» Problems
A) In the fall arrest article, who must carry out CE marking?
B) Put this sentence from the fall arrest article into Spanish: "CE marking must be carried out by a European Notified Body."

Arresting Fall Fatalities
Published: 11th Nov 2015
Falls from height in the workplace are responsible for many serious and fatal injuries each year. Even a fall from a height as low as two metres above the ground carries the risk of a person sustaining serious injury. In addition, the person may not fall on open ground and the risk of injury may be greater if the fall is onto objects below the workspace. Simon Courtney provides an overview of fall arrest PPE.
The risk of a person falling is typically controlled using a hierarchy of protection. This begins with finding alternative ways of working from ground level, such as removing the ‘height’ itself, and ends with the use of personal protective equipment (PPE). Fall arrest PPE is widely used where work is carried out at height and is designed to protect against falls. The basic principle of such equipment is to prevent serious injury to the user by catching them at an earlier stage, namely before the energy associated with the fall reaches terminal levels, either when hitting the floor or due to decelerations that are likely to cause death. A wide range of working at height equipment is available including fall arrest harnesses, lanyards, karabiners and connectors, anchor devices and work positioning systems.
In Europe all protection against falls from a height (except equipment only intended for rescue and some components permanently attached to a structure) must be CE marked and is considered complex category III protection, according to the PPE directive89/686/EEC. CE marking is achieved by testing to an appropriate specification (in most cases, a European harmonised standard) in conjunction with assessment of documentation and the system to ensure ongoing conformity of the product. CE marking must be carried out by a European Notified Body.
The testing of fall protection equipment is typically carried out on the whole product as presented for sale, although testing and approval of components (such as connectors) can be carried out where they are interchangeable between complete systems. In addition, consideration must be paid to the whole system of fall protection, including components worn, components carried and / or operated, and the method of fixation to the structure. In most cases, a system of fall protection will be made up of several components, each one CE marked in its own right, meaning that the end user will need to consider the compatibility of products.
When selecting a fall protection system a number of factors need to be considered, including:
• The distance the user falls before being brought to a halt • The force applied to the user’s body throughout the arrest of the fall • The likelihood of introducing additional hazards, such as ‘swing-falls’ (or ‘pendulum effect’) or the striking of sharp objects • The possibility of rescue following a fall
Although the distance the user can be allowed to fall will vary depending on the environment in which the product is being used (nominally the distance to the ground), the force that can be applied to the user is limited throughout Europe to 6kN. This limit is evident in most fall protection standards, either in terms of requirements, or the basis for the tests themselves.

» Dataset
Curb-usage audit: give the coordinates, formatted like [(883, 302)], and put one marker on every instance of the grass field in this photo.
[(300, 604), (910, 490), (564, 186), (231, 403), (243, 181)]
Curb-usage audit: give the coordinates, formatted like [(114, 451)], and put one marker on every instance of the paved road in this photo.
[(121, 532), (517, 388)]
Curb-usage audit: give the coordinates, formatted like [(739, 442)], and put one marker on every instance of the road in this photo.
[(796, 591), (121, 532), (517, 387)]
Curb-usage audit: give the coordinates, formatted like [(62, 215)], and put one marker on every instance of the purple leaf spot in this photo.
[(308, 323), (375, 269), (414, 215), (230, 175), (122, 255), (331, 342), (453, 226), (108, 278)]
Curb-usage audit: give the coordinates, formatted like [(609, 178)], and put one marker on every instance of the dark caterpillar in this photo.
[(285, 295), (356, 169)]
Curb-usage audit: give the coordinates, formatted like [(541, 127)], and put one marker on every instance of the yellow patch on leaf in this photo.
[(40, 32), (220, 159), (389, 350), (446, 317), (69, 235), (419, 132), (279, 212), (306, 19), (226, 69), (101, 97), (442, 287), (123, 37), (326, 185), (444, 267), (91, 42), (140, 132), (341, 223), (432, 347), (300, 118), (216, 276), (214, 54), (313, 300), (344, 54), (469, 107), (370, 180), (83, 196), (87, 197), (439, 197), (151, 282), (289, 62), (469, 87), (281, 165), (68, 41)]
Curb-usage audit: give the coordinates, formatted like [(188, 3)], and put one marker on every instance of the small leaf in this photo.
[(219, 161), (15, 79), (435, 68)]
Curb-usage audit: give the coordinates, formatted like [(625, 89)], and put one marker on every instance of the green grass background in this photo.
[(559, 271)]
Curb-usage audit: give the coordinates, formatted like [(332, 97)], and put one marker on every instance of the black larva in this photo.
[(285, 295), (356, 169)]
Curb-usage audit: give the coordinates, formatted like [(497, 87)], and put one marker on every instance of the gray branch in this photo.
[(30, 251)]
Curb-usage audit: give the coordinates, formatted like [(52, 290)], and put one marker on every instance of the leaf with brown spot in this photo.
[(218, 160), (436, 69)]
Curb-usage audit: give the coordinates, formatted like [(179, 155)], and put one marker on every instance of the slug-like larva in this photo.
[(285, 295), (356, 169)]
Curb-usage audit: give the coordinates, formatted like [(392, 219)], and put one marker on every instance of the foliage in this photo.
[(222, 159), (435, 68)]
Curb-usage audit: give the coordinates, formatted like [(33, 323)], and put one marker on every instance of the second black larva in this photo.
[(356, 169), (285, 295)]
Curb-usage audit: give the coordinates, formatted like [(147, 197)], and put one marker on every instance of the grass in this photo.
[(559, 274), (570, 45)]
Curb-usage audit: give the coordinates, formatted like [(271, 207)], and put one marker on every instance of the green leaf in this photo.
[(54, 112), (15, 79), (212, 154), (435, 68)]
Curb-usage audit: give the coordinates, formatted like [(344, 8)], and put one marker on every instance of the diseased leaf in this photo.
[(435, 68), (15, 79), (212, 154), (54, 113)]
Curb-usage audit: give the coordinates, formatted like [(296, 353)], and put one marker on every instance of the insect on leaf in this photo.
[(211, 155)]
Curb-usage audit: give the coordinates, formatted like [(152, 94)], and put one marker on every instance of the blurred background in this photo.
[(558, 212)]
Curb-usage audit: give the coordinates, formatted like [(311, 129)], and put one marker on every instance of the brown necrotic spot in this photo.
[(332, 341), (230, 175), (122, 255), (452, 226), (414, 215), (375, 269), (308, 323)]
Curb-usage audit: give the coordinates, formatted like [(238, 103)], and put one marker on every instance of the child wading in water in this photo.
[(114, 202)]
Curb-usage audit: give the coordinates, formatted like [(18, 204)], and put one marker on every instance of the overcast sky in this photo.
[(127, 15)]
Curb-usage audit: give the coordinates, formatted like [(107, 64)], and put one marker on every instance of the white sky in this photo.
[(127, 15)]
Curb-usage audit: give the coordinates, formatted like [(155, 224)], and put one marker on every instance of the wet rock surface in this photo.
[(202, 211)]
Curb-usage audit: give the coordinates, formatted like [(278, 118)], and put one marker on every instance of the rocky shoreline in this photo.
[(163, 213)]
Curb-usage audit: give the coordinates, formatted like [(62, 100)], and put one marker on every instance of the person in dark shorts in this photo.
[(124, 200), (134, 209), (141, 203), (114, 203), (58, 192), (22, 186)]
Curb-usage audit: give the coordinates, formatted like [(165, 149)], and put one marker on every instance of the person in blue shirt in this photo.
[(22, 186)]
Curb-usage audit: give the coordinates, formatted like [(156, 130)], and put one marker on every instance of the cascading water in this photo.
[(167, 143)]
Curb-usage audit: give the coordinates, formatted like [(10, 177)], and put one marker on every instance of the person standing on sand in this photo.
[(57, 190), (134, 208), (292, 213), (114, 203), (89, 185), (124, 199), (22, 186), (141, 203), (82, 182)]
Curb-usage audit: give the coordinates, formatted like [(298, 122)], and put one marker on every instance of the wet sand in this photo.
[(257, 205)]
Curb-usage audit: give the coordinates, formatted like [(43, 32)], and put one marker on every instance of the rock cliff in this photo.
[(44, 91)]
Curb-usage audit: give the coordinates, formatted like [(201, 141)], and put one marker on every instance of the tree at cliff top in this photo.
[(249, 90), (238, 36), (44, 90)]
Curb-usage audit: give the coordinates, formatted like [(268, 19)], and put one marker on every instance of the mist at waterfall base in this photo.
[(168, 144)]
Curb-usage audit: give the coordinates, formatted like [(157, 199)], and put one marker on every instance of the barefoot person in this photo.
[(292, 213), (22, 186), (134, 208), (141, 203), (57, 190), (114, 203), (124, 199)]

» Results for each task
A) A European Notified Body.

B) El marcado CE debe ser realizado por un organismo notificado europeo.